What the task requires -> Please return all lines from the records below that include the string "railing".

#### Provided records

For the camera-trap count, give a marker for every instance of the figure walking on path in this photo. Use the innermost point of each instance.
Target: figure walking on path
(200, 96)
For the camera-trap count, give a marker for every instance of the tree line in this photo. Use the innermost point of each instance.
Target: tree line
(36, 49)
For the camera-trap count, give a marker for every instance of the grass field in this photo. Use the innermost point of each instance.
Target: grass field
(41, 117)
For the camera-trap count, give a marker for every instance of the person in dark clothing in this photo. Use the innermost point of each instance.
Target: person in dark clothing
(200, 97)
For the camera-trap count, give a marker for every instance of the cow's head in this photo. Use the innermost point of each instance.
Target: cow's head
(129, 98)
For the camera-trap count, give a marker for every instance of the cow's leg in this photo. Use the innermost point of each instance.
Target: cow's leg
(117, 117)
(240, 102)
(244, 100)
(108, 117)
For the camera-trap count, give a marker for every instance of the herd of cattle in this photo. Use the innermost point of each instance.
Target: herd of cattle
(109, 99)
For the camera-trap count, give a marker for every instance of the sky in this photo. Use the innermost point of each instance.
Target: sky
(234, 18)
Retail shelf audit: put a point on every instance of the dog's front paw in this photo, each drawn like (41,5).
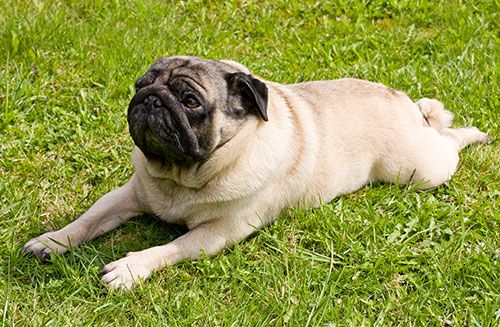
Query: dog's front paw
(45,244)
(125,273)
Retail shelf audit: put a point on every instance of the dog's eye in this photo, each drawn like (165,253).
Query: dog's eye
(190,102)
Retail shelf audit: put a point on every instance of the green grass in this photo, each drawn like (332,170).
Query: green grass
(383,256)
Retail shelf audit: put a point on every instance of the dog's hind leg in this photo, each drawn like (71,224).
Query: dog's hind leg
(428,154)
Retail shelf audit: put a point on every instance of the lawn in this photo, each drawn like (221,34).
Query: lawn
(386,255)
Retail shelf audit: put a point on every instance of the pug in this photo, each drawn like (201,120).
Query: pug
(223,152)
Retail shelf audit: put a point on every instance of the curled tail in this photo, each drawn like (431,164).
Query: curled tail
(434,113)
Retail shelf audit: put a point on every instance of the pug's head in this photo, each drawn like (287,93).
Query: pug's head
(186,107)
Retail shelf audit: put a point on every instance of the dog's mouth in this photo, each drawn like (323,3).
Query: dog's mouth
(160,128)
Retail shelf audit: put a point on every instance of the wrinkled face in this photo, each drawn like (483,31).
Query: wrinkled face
(186,107)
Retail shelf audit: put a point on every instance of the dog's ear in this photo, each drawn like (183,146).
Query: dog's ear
(252,91)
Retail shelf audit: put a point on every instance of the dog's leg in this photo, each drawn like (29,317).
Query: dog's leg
(426,156)
(209,238)
(106,214)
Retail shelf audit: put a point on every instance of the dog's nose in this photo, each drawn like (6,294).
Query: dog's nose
(153,102)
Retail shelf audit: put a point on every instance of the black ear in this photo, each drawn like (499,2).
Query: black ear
(252,90)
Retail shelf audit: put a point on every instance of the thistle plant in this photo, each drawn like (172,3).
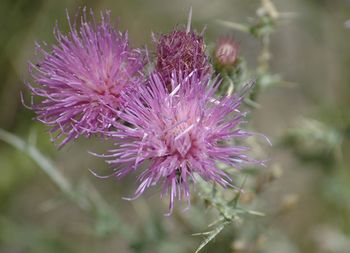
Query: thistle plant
(179,118)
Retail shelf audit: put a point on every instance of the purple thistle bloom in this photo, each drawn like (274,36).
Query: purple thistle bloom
(81,79)
(178,135)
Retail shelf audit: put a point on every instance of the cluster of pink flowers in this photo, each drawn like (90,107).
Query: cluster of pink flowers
(168,123)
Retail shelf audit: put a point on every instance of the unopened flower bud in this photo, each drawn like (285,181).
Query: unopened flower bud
(226,52)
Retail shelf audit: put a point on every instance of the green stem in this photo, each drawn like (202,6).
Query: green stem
(89,200)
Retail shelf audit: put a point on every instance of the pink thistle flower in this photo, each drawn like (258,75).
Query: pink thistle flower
(81,79)
(178,135)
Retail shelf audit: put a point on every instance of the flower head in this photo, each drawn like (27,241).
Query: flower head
(178,135)
(81,79)
(181,51)
(226,52)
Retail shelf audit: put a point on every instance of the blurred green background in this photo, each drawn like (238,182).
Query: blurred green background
(308,121)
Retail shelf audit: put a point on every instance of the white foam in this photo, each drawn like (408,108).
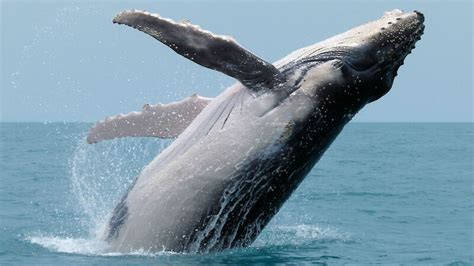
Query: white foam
(83,246)
(299,235)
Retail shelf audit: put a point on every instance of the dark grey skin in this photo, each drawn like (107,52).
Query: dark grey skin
(222,180)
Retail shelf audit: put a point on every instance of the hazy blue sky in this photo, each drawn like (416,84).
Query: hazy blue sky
(66,61)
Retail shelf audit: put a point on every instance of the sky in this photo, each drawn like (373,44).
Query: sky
(66,61)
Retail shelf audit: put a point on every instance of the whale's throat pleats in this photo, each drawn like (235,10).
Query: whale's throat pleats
(221,53)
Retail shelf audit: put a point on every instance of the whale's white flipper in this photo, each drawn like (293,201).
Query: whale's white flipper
(162,121)
(221,53)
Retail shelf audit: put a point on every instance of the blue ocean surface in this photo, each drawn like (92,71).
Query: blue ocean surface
(388,193)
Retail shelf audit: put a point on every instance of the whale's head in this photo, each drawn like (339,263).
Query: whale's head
(375,51)
(371,53)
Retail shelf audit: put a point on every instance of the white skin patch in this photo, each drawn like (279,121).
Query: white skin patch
(320,75)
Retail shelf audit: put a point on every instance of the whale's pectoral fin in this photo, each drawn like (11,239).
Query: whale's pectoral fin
(217,52)
(162,121)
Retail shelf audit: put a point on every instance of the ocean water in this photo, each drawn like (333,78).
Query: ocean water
(389,193)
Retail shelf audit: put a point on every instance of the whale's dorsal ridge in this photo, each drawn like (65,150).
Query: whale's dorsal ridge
(221,53)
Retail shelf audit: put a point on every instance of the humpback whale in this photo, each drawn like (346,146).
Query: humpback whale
(239,156)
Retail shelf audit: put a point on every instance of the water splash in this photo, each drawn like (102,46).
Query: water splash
(101,173)
(300,234)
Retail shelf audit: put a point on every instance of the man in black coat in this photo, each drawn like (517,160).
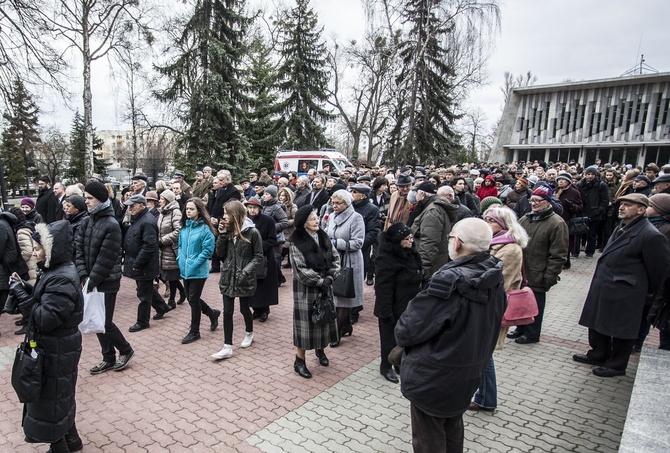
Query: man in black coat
(449,331)
(223,191)
(47,202)
(141,261)
(98,259)
(595,199)
(628,272)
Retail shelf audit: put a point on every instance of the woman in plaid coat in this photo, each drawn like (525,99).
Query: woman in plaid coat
(315,264)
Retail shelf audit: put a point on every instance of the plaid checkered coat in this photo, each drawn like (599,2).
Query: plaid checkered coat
(306,283)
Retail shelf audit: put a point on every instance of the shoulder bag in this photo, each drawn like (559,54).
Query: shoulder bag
(323,309)
(343,285)
(521,305)
(27,371)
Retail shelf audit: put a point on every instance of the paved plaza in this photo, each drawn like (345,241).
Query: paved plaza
(175,398)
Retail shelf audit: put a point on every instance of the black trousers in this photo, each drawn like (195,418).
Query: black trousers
(433,435)
(614,352)
(193,290)
(533,330)
(149,297)
(112,339)
(386,343)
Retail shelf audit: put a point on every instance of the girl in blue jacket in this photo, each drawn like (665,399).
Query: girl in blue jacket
(196,245)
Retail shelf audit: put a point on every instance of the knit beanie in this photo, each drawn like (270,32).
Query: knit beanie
(487,202)
(97,190)
(301,216)
(168,195)
(543,191)
(661,203)
(78,202)
(28,202)
(397,232)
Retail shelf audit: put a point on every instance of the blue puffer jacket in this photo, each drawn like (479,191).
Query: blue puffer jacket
(196,245)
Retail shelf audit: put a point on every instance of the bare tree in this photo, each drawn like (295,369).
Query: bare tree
(94,28)
(53,154)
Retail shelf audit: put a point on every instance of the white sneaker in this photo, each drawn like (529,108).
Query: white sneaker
(248,339)
(226,352)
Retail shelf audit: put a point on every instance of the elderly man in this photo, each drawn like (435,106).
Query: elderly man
(141,261)
(543,257)
(627,274)
(449,331)
(431,229)
(399,206)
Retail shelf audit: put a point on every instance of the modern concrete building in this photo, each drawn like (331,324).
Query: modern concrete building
(622,119)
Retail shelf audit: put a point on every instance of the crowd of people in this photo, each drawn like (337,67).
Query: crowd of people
(463,235)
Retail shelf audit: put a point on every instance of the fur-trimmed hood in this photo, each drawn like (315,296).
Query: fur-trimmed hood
(56,239)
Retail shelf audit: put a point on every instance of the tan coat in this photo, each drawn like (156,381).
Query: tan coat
(169,224)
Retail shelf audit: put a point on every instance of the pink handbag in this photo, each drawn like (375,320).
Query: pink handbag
(521,307)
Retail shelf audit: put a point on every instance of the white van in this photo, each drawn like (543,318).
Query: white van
(301,161)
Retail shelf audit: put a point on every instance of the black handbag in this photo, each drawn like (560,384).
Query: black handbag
(578,226)
(262,269)
(343,285)
(27,372)
(323,309)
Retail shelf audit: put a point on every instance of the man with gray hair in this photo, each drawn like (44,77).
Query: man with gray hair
(449,331)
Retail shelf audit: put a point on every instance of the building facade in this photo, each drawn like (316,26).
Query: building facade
(624,120)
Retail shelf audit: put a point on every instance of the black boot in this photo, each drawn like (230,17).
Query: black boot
(73,440)
(300,368)
(59,447)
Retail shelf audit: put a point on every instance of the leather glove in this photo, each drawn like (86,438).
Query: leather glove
(549,282)
(327,282)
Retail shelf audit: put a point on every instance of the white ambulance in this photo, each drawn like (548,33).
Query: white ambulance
(301,161)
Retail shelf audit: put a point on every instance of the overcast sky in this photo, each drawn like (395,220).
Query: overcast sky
(554,39)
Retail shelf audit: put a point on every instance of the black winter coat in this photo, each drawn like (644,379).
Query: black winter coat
(267,290)
(141,247)
(370,214)
(449,331)
(10,253)
(98,245)
(47,205)
(595,198)
(398,279)
(56,308)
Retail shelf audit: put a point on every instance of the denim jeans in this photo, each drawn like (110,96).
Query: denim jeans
(112,339)
(228,309)
(487,395)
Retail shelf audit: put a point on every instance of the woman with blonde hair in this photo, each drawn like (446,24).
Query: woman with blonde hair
(509,239)
(241,248)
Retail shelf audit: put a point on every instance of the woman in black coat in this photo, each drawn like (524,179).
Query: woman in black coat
(56,309)
(399,279)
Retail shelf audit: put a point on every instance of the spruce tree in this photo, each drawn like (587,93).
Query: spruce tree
(19,137)
(205,85)
(263,124)
(424,131)
(77,169)
(303,80)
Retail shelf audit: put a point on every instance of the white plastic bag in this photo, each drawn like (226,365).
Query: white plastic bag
(94,311)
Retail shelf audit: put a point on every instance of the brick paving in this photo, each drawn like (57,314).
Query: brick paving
(174,397)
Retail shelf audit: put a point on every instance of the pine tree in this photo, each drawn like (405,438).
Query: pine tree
(19,136)
(303,80)
(424,131)
(262,129)
(205,85)
(77,169)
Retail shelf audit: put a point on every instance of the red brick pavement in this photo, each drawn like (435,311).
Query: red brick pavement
(174,397)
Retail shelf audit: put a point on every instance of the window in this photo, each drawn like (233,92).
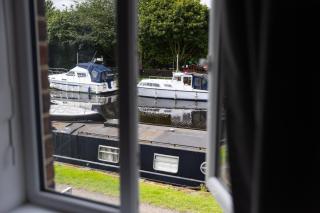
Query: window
(70,73)
(187,80)
(166,163)
(94,74)
(128,128)
(81,75)
(108,154)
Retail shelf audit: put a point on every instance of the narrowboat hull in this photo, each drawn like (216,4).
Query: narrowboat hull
(196,95)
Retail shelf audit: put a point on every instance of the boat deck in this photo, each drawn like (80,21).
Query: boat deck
(151,134)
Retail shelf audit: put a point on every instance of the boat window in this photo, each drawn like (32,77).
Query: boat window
(81,75)
(187,80)
(71,73)
(108,154)
(166,163)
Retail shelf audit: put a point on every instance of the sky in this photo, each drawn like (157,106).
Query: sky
(63,4)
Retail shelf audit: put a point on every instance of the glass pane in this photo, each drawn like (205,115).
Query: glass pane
(83,98)
(166,163)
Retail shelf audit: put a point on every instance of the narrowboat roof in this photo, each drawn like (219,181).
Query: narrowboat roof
(150,134)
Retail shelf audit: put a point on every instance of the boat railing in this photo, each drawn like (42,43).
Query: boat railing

########

Written solution ->
Retail shelf audit: put a point on every instance of the boat railing in this photo, each drawn like (42,43).
Query: boat railing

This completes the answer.